WHAT THE TASK ASKS
Quote the listing word for word from its beginning through the line containing "box: [0, 60, 600, 362]", including that line. Omit any pictures.

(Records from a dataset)
---
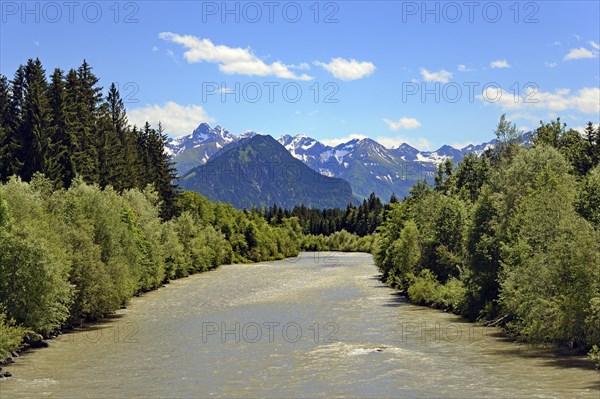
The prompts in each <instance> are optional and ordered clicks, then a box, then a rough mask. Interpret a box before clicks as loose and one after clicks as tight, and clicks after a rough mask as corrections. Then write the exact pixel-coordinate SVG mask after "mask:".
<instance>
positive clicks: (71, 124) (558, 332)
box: [0, 60, 600, 362]
mask: <svg viewBox="0 0 600 399" xmlns="http://www.w3.org/2000/svg"><path fill="white" fill-rule="evenodd" d="M496 135H497V138H498V140H499V142H498V144H497V145H496V146H495V148H493V149H490V150H487V151H486V152H485V153H484V154H482V155H480V156H476V155H469V156H467V157H465V158H464V159H463V160H462V161H461V162H460V163H459V164H458V165H454V164H453V163H452V161H451V160H448V161H446V162H444V163H442V164H441V165H439V167H438V170H437V174H436V178H435V185H434V186H433V187H432V186H430V185H428V184H427V183H426V182H424V181H423V182H420V183H418V184H416V185H415V186H414V187H413V188H412V190H411V192H410V195H409V196H407V197H406V198H404V199H403V200H399V199H398V198H396V197H395V196H392V198H390V200H389V202H388V203H387V204H384V203H382V201H381V200H380V199H379V198H377V197H376V196H375V195H371V196H370V197H369V198H368V199H365V200H364V201H363V202H362V204H360V205H358V206H355V205H353V204H349V205H348V206H347V207H346V208H345V209H337V208H336V209H317V208H309V207H305V206H297V207H295V208H294V209H290V210H286V209H283V208H281V207H279V206H277V205H273V206H272V207H270V208H254V209H250V210H243V211H241V210H236V209H234V208H233V207H232V206H231V205H229V204H225V203H212V202H210V201H208V200H207V199H206V198H205V197H203V196H202V195H200V194H197V193H194V192H189V191H183V190H180V189H179V188H178V187H177V185H176V183H175V181H176V176H175V169H174V167H173V164H172V162H171V160H170V158H169V157H168V156H167V155H166V153H165V151H164V146H165V143H166V139H167V138H166V135H165V134H164V132H163V129H162V127H161V125H160V124H159V125H158V126H157V127H156V128H153V127H152V126H150V125H149V124H148V123H146V124H145V125H144V126H143V127H141V128H140V127H137V126H131V125H130V124H129V123H128V121H127V115H126V111H125V107H124V104H123V100H122V99H121V98H120V95H119V92H118V90H117V88H116V86H115V85H114V84H112V85H110V86H109V89H108V90H107V93H106V94H103V89H102V87H101V86H100V85H99V80H98V78H97V77H96V76H95V75H94V74H93V73H92V68H91V67H90V66H89V65H88V64H87V63H86V62H85V61H84V62H83V64H82V65H81V66H80V67H79V68H77V69H71V70H70V71H69V72H67V73H65V72H63V71H62V70H60V69H55V70H54V71H53V73H52V74H51V75H50V76H49V78H48V77H47V75H46V72H45V70H44V69H43V67H42V64H41V62H40V61H39V60H29V61H28V62H27V64H26V65H24V66H21V67H19V68H18V69H17V71H16V72H15V74H14V77H13V78H12V79H11V80H9V79H8V78H7V77H5V76H0V359H3V358H5V357H7V356H10V354H11V352H12V351H14V350H16V349H18V348H19V347H20V346H21V345H22V343H23V342H36V341H38V340H40V339H41V338H42V337H47V336H51V335H53V334H54V333H56V332H57V331H59V330H60V329H61V328H64V327H68V326H74V325H79V324H81V323H82V322H85V321H93V320H97V319H99V318H102V317H104V316H106V315H107V314H110V313H112V312H114V311H115V310H117V309H119V308H120V307H122V306H124V305H126V304H127V302H128V300H129V299H130V298H131V297H133V296H134V295H138V294H140V293H143V292H145V291H149V290H152V289H155V288H157V287H160V286H161V285H163V284H165V283H168V282H169V281H170V280H172V279H176V278H180V277H184V276H188V275H190V274H192V273H197V272H202V271H206V270H210V269H213V268H216V267H218V266H219V265H221V264H226V263H235V262H258V261H265V260H274V259H283V258H285V257H290V256H296V255H297V254H298V252H299V251H300V250H311V251H321V250H334V251H363V252H371V253H373V254H374V257H375V261H376V264H377V266H378V267H379V269H380V271H381V273H382V277H383V280H384V281H385V282H387V283H388V284H390V285H392V286H394V287H396V288H398V289H399V290H400V291H401V292H403V293H404V294H406V295H407V296H408V298H409V299H410V300H411V301H412V302H413V303H416V304H422V305H429V306H433V307H438V308H443V309H445V310H450V311H453V312H455V313H457V314H461V315H463V316H464V317H466V318H468V319H470V320H478V321H481V322H484V323H486V324H489V325H498V326H502V327H504V328H505V329H506V330H507V331H508V332H509V333H510V334H512V335H514V336H517V337H519V338H520V339H523V340H525V341H528V342H545V343H547V342H549V343H555V344H558V345H563V346H566V347H569V348H572V349H576V350H578V351H590V353H591V355H592V356H593V357H596V358H597V359H599V362H600V349H598V347H599V346H600V165H599V164H600V132H599V128H594V126H593V125H592V124H591V123H590V124H589V125H588V127H587V128H586V131H585V134H583V135H582V134H580V133H579V132H577V131H575V130H572V129H570V130H567V129H566V125H565V124H564V123H561V122H560V119H557V120H556V121H551V122H550V123H547V124H545V123H542V124H541V126H540V127H539V128H538V129H537V131H536V132H535V134H534V135H533V143H532V145H529V146H525V145H523V144H522V143H521V142H520V138H521V135H520V134H518V133H517V130H516V128H515V126H514V125H513V124H511V123H510V122H509V121H507V120H506V117H505V116H502V118H501V119H500V122H499V124H498V126H497V128H496Z"/></svg>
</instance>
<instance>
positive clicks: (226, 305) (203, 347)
mask: <svg viewBox="0 0 600 399" xmlns="http://www.w3.org/2000/svg"><path fill="white" fill-rule="evenodd" d="M5 368H6V369H8V370H9V371H11V372H12V373H13V376H14V377H13V378H10V379H8V380H6V381H2V382H0V397H1V398H2V399H4V398H21V397H31V398H44V397H51V398H108V397H113V398H155V397H167V398H199V397H257V396H258V397H277V398H280V397H286V398H288V397H289V398H293V397H327V398H330V397H377V398H385V397H393V398H440V397H443V398H478V399H480V398H594V399H598V398H599V397H600V373H598V372H597V371H594V370H593V369H590V362H589V361H587V360H586V359H585V358H584V357H561V356H553V355H551V354H549V353H547V352H544V351H541V350H535V349H533V348H531V347H529V346H525V345H520V344H518V343H515V342H511V341H510V340H508V339H507V338H505V337H503V336H502V334H500V332H499V331H498V330H496V329H494V328H484V327H479V326H475V325H473V324H470V323H466V322H464V321H463V320H462V319H460V318H459V317H456V316H454V315H451V314H447V313H444V312H441V311H437V310H432V309H428V308H424V307H418V306H413V305H410V304H408V303H406V302H405V301H404V300H403V298H401V297H400V296H398V295H397V294H396V293H395V291H394V290H392V289H390V288H388V287H387V286H385V285H383V284H382V283H381V282H380V281H378V280H377V269H376V267H375V266H374V263H373V259H372V257H371V256H370V255H367V254H341V253H335V254H332V253H302V254H301V256H300V257H299V258H297V259H290V260H284V261H278V262H265V263H260V264H252V265H228V266H222V267H221V268H219V269H217V270H214V271H211V272H208V273H203V274H198V275H195V276H191V277H188V278H185V279H180V280H177V281H174V282H172V283H171V284H169V285H167V286H166V287H164V288H161V289H160V290H157V291H154V292H150V293H147V294H145V295H144V296H142V297H139V298H134V300H133V301H132V302H131V304H130V305H129V306H128V308H127V309H124V310H121V311H119V312H118V313H117V314H116V315H114V316H113V317H111V318H110V319H108V320H106V321H105V322H103V323H99V324H96V325H94V326H92V327H91V328H88V329H86V330H83V331H76V332H73V333H69V334H65V335H62V336H60V337H59V338H58V339H55V340H51V341H50V347H49V348H46V349H39V350H31V351H29V352H27V353H26V354H24V355H22V356H21V357H20V358H18V359H17V361H16V363H15V364H13V365H10V366H8V367H5Z"/></svg>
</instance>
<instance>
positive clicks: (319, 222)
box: [255, 193, 398, 237]
mask: <svg viewBox="0 0 600 399" xmlns="http://www.w3.org/2000/svg"><path fill="white" fill-rule="evenodd" d="M397 202H398V198H397V197H396V196H395V195H392V196H391V198H390V201H389V203H388V204H385V205H384V204H383V203H382V202H381V200H380V199H379V198H378V197H377V196H376V195H375V194H374V193H371V195H370V196H369V198H366V199H364V200H363V201H362V203H361V204H360V205H359V206H356V205H354V204H348V206H347V207H346V209H340V208H327V209H319V208H311V207H306V206H304V205H300V206H296V207H294V208H293V209H292V210H288V209H284V208H282V207H280V206H277V205H276V204H275V205H273V206H271V207H268V208H266V207H265V208H259V209H255V211H256V212H258V213H259V214H260V215H261V216H263V217H264V218H265V219H266V220H267V221H268V222H269V223H272V224H275V225H276V224H278V223H279V222H280V221H281V220H282V219H285V218H289V217H296V218H298V221H299V223H300V225H301V226H302V232H303V233H304V234H307V235H323V236H329V235H331V234H334V233H336V232H341V231H342V230H345V231H346V232H348V233H351V234H355V235H357V236H359V237H365V236H368V235H372V234H373V233H375V231H376V230H377V228H378V227H379V226H380V225H381V223H382V222H383V217H384V213H385V212H386V211H387V210H389V209H390V204H393V203H397Z"/></svg>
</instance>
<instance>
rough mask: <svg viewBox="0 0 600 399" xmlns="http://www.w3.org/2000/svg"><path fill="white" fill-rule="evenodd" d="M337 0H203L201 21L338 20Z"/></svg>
mask: <svg viewBox="0 0 600 399" xmlns="http://www.w3.org/2000/svg"><path fill="white" fill-rule="evenodd" d="M340 4H341V2H337V1H327V2H321V1H298V2H296V1H284V2H282V1H262V2H260V1H203V2H202V17H201V21H202V23H208V22H221V23H224V24H225V23H242V22H243V23H248V24H256V23H271V24H272V23H288V24H296V23H299V22H313V23H315V24H337V23H338V22H339V12H340Z"/></svg>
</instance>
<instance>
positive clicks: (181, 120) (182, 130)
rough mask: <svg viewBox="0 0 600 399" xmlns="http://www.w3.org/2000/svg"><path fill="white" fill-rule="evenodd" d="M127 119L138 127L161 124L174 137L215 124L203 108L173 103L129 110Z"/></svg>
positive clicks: (155, 105) (157, 125) (194, 105)
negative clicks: (161, 123) (202, 122)
mask: <svg viewBox="0 0 600 399" xmlns="http://www.w3.org/2000/svg"><path fill="white" fill-rule="evenodd" d="M127 118H128V119H129V122H131V123H132V124H135V125H137V126H144V124H145V123H146V121H148V122H149V123H150V124H151V125H152V126H154V127H156V126H158V122H161V123H162V125H163V127H164V128H165V131H166V132H167V133H170V134H171V135H173V136H181V135H184V134H190V133H191V132H192V131H193V130H194V129H195V128H197V127H198V125H199V124H200V123H202V122H214V119H213V118H211V117H210V116H208V114H207V113H206V111H205V110H204V108H202V107H201V106H199V105H179V104H177V103H175V102H173V101H168V102H166V103H165V104H164V105H162V106H160V105H157V104H149V105H146V106H144V107H140V108H133V109H130V110H127Z"/></svg>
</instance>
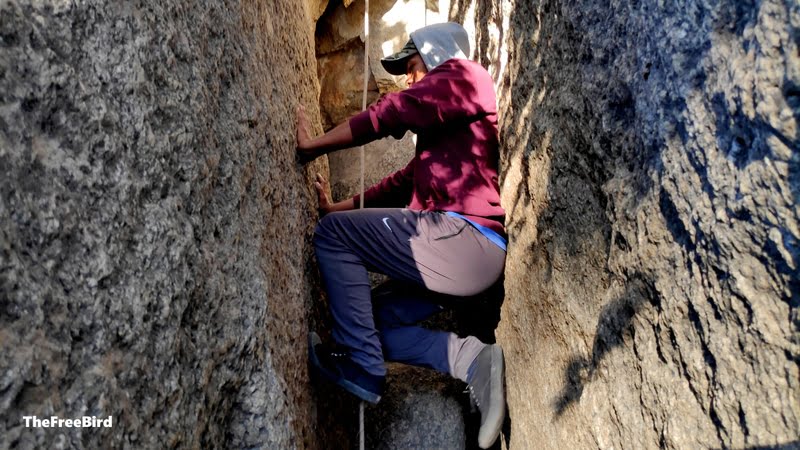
---
THE COMPLETED TASK
The prompts in each <instance> are optional and ordered clicks, then a box, then a rough mask. Interpret a box before clicks as loose and one after clicks as tight, and clicks after a rough mask as corrections. Then write the exact pixel-coordinate SVG mask after "mask:".
<instance>
positive clicks: (71, 124) (558, 332)
box: [0, 60, 600, 362]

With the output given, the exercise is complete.